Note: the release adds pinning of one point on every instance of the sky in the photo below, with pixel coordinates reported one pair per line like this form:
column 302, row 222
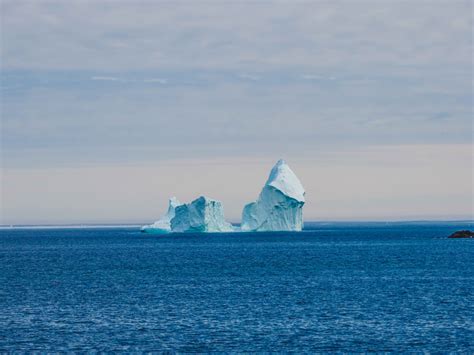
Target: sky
column 108, row 108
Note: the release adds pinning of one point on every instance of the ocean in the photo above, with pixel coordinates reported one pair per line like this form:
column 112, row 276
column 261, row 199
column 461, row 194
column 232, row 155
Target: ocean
column 335, row 287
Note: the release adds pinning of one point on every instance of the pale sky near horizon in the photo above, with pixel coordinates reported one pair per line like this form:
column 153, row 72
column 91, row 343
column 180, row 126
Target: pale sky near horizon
column 110, row 107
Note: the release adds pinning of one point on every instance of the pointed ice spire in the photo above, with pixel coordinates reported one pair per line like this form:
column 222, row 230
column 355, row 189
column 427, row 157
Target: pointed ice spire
column 284, row 179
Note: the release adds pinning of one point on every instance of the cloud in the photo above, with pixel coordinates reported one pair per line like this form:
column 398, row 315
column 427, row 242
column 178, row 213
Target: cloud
column 251, row 77
column 105, row 78
column 156, row 80
column 236, row 36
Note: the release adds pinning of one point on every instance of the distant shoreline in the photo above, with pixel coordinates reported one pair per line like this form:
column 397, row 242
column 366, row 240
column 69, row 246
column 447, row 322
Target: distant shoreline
column 138, row 225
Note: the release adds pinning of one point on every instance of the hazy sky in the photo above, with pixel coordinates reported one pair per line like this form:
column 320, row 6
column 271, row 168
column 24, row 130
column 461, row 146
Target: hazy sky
column 110, row 107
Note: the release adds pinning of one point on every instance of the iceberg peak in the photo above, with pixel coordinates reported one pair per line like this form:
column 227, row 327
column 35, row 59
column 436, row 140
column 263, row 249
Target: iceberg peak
column 284, row 179
column 279, row 206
***
THE REQUEST: Update all of the lines above by replacing "pinning" with "marking" and changing nothing else. Leave the pictures out of your answer.

SOLUTION TO THIS TASK:
Note: the release adds marking of one point on every instance of the sky in the photo below, with pixel coordinates reported one pair per line like this form:
column 302, row 222
Target: sky
column 108, row 108
Note: the release adds marking of one point on every instance of the ocean in the photo above, with pixel coordinates reported one pair per line like this form:
column 112, row 276
column 261, row 199
column 461, row 194
column 232, row 155
Target: ocean
column 335, row 287
Note: the release adds marking of one point on every instance of the pale sky near horizon in the photo above, with pixel coordinates reported one pair per line like this form:
column 153, row 72
column 91, row 343
column 180, row 126
Target: pale sky near horizon
column 110, row 107
Note: the release adds marking of one point on every instance of the pointed ice spire in the photo above, with pixel coordinates reported one pair per line like this form:
column 222, row 230
column 355, row 189
column 427, row 157
Target: pointed ice spire
column 284, row 179
Note: the release adds marking of one point on every instance of the cloud in the photo above, with pixel coordinates reported one pair per line like this form:
column 398, row 315
column 427, row 242
column 178, row 213
Target: cloud
column 251, row 77
column 105, row 78
column 156, row 80
column 236, row 36
Note: the release adds marking of one point on every instance of the distant shoreline in the photo above, with pixel coordinates reported one pair per line like this form:
column 397, row 242
column 366, row 240
column 69, row 246
column 447, row 322
Target: distant shoreline
column 138, row 225
Note: the release adds marking of one point on every instance of the hazy sky in the photo above, with pixel coordinates reported one pair per line like this form:
column 320, row 6
column 271, row 168
column 24, row 130
column 461, row 146
Target: hazy sky
column 110, row 107
Note: the release adds marking of one point on every instance of the iceberg peak in the photo above, with pixel coordinates reported one pair per line like this form:
column 227, row 327
column 35, row 59
column 436, row 140
column 263, row 249
Target: iceberg peak
column 284, row 179
column 279, row 206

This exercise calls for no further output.